**Exercise directions**
Decide whether each statement below agrees with the text on adult education in East Hampton. Answer yes or no for each, quoting the deciding words of the text. 1. The longtime director of the adult education program lost the job in 2012. 2. Laura Donnelly taught bicycle repair. 3. Most classes cost more than $100.

We were excited to learn that adult education might return in the East Hampton School District. At a meeting this week, the board of education spoke about how the once-popular evening classes could resume — offering choices among languages, the arts, and life and practical skills.
According to a board member who spoke at Tuesday’s meeting, the program had been dropped when it began to compete with local businesses offering similar services, such as fitness classes, but there was more to it than that. In 2012, facing the state’s 2-percent tax increase limit, the longtime director of the district’s adult education program was out of a job and the options reduced in number.
In its heyday, adult education here included eight-to-10-session programs as varied as cake decorating or fencing — all taught by people from the community. The Star’s Marvin Kuhn taught bicycle repair, for example, in the middle school shop classroom. Our own food writer, Laura Donnelly, at the time the Maidstone Inn pastry chef, gave instruction in classic French cooking. Ed Hannibal, the award-winning author of five novels, led a fiction workshop. Agnes Bristel headed up ballroom and swing dancing sessions. Prices, which before adult education was shuttered were mostly less than $100, were affordable.
Our culture is in the midst of a massive do-it-yourself movement that began even before the pandemic turned us into a nation of home sourdough bread bakers. But there is only so far one can go watching how-to videos on YouTube. Interacting with others, as student or teacher, can help bring skills to new levels — and strengthen community ties in an era when more and more we exist in our own personal digital universes. The time feels right again to share what we know, and the East Hampton School Board is to be thanked for putting adult education back on the agenda.

**Dataset content**
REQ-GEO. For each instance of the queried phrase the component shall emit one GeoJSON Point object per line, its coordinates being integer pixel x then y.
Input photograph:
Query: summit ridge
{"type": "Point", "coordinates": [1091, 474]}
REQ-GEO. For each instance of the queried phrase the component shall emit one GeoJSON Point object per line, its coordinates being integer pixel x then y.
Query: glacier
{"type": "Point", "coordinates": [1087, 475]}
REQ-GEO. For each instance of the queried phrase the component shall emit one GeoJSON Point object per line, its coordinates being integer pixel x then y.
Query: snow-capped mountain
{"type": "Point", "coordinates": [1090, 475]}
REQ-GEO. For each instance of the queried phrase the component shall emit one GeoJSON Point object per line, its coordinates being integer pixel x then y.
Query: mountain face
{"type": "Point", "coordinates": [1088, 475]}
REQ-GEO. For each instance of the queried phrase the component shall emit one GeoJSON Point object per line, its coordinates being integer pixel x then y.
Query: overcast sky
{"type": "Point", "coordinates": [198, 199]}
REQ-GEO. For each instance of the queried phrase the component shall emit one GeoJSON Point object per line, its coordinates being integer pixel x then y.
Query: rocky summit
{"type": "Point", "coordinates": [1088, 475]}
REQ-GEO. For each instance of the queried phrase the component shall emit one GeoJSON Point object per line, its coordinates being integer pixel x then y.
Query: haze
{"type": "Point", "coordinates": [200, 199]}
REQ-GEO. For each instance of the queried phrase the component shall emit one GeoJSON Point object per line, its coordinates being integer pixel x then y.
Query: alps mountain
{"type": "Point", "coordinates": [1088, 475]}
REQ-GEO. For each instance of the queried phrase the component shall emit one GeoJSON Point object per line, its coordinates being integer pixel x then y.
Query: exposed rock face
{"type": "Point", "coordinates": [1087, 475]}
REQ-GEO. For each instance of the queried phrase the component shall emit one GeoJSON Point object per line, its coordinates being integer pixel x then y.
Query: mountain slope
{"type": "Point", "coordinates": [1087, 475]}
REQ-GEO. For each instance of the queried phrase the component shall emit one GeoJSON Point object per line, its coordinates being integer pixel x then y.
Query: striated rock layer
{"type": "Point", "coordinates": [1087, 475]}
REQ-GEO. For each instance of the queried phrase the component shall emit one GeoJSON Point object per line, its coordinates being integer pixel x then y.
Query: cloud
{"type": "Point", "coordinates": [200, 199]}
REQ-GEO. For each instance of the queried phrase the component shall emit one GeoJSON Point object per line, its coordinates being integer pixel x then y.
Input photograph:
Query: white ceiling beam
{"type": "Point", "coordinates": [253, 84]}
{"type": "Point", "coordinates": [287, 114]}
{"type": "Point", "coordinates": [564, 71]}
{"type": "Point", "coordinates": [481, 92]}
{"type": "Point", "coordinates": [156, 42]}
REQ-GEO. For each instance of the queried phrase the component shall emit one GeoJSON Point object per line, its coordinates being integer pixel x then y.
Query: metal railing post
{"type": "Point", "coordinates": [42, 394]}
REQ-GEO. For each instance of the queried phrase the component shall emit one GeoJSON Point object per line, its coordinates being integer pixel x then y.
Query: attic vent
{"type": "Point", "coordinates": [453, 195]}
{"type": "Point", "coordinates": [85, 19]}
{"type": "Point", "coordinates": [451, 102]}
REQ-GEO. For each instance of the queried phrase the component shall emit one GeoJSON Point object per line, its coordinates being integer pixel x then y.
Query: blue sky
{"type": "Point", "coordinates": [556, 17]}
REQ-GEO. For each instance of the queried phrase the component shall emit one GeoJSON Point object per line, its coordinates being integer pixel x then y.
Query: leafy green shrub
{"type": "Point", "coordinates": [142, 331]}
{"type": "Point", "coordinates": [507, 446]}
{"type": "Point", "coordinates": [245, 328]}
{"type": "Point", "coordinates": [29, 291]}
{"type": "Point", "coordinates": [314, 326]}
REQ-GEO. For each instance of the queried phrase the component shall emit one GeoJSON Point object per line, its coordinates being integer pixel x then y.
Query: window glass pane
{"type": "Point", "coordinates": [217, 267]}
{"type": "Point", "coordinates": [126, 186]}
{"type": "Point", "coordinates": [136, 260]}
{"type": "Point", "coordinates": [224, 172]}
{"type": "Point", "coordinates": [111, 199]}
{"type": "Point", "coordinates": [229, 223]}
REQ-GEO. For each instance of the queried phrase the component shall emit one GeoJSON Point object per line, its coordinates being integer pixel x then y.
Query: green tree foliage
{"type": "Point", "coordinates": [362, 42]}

**Your solution**
1. Yes: "In 2012, facing the state’s 2-percent tax increase limit, the longtime director of the district’s adult education program was out of a job"
2. No: "The Star’s Marvin Kuhn taught bicycle repair"
3. No: "Prices, which before adult education was shuttered were mostly less than $100, were affordable."